Urban Dictionary defines a situationship as "a state of mutual exclusiveness or commitment to an individual without the officialness or label." Evidently, our generation is so afraid of commitment that we've invented a word to replace the horrifying implications of the word 'relationship.' But hey, I'm no saint either. I've been in so many situationships that it's become a toxic pattern of mine. Will I ever have the courage to break the pattern? Probably not. But will I keep writing fire listicles justifying my toxic behavior? Hell yes
My most recent situationship was big on playing soccer. In fact, he even attended a weekly soccer league and invited me to join, promising that I didn't need any experience to hop onto the league. He was right. I had a grand time
You might just be talking and hooking up without any labels at the moment, but there's no reason to be scared of participating in sportsmanship and team-building with your situationship. On today's itinerary, I'll demonstrate all the reasons you should join your situationship's sports league, whatever his sport of choice may be. Except for fantasy football because that's not a real sport.
We wear athleisure on a daily basis anyway, but how often do we really leave the house in 'em to show off our fire figures? A sports league is a perfect opportunity to leave the house and flaunt what we got. Whether it be yoga pants or athletic shorts, you bet your perky butt your situationship will have his eyes on you the entire practice.
Other girls would be spending their nights partying, meticulously crafting their skincare routines, reading up on their situationship's horoscope, or whatever other girly sh*t other girls do. But you're not afraid to get a little down and dirty and rough it up in the mud with the boys. Because you're not like other girls. You're different. And maybe if your situationship sees just how different you are, he'll finally be ready to DTR. JK, you don't even know if you're ready to DTR yourself. But it's still important to differentiate yourself from the rest of the pack, just in case.
Taking the time to get to know who he is outside of your situationship makes him think that you really care. You're really just there to avoid yet another Chloe Ting workout from hell (not to mention hoping he'll smack your a** like a drum later after seeing you in athleisure), but he doesn't have to know that.
In Mean Girls, Regina George ultimately learns to take her pent-up frustration out in lacrosse. Considering both parties involved in the situationship are too immature to have an actual conversation, taking up a sport is the perfect way to release all the tension. Instead of drinking your sorrows away, tone that baddie body and snatch those endorphins. While you're at it, you might as well *accidentally* kick the ball at his balls. Whoops. Maybe a hard hit to the balls is exactly what it takes to initiate that conversation.
Because even the most epic situationships must come to an end (unless one of you musters up the courage for communication), a sports league is a place teeming with eligible bachelors. You're also looking hella good since becoming Sporty Spice, so these dudes will be ripe for the picking. And so, the toxic pattern continues. Thank u, next!

....

Required actions:
**A.** In the article on joining a situationship's sports league, why does taking up a sport count as the perfect way to release tension?
**B.** Condense the paragraph of the article on joining a situationship's sports league that begins "We wear athleisure on a daily basis anyway" into a shorter version that keeps its main facts.
**C.** In the article on joining a situationship's sports league, reproduce everything from "Because even the" down to "Thank u, next!", substituting "singles" for "bachelors".

....

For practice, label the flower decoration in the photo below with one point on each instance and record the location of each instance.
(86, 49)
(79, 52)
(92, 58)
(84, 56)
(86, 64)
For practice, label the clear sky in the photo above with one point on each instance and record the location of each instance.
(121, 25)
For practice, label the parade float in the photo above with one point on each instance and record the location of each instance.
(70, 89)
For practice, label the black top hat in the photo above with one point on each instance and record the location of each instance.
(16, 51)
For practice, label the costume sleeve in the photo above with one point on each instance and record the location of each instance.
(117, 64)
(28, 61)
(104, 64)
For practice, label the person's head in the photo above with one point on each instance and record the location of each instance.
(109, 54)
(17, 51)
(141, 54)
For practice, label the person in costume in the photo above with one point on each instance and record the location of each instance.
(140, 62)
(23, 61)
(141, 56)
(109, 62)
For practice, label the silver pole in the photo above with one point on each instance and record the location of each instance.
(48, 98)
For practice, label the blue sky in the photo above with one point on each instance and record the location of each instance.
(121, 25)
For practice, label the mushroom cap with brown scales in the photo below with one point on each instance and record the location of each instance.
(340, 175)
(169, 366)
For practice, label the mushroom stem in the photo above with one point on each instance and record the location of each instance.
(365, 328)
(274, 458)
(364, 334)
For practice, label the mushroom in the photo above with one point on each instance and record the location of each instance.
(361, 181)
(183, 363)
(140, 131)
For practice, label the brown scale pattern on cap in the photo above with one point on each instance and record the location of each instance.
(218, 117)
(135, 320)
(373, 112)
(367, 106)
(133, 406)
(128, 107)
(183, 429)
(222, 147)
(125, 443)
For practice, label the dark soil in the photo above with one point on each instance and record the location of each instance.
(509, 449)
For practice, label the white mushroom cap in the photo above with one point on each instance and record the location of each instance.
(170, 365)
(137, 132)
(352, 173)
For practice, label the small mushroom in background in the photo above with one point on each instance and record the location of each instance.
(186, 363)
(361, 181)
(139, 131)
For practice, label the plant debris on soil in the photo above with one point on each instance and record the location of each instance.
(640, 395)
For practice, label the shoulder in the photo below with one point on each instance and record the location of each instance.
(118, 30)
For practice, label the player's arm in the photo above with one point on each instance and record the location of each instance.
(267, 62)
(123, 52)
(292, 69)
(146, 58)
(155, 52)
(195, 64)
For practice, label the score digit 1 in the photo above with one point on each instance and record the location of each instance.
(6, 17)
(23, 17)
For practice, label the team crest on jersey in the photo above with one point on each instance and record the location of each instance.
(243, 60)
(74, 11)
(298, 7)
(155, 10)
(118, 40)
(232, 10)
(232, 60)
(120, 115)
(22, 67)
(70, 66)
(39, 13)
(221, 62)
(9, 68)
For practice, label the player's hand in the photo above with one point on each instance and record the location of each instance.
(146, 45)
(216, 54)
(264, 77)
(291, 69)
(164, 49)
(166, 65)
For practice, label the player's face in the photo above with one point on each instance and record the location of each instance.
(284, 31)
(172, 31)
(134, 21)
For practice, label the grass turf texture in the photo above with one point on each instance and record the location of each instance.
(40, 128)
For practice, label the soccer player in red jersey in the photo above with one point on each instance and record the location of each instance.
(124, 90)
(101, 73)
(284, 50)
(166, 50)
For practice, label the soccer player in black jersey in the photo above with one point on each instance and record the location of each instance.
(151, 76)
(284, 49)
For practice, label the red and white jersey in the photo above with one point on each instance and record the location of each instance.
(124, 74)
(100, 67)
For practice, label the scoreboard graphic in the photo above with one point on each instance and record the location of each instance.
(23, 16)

....

Task results:
**A.** Both parties in the situationship are too immature to have an actual conversation, so a sport becomes the outlet for the pent-up tension instead.

**B.** Although athleisure is everyday wear, it is rarely worn out of the house to show off one's figure. A sports league offers that chance, and in yoga pants or athletic shorts alike, the situationship will be watching for the entire practice.

**C.**
Because even the most epic situationships must come to an end (unless one of you musters up the courage for communication), a sports league is a place teeming with eligible singles. You're also looking hella good since becoming Sporty Spice, so these dudes will be ripe for the picking. And so, the toxic pattern continues. Thank u, next!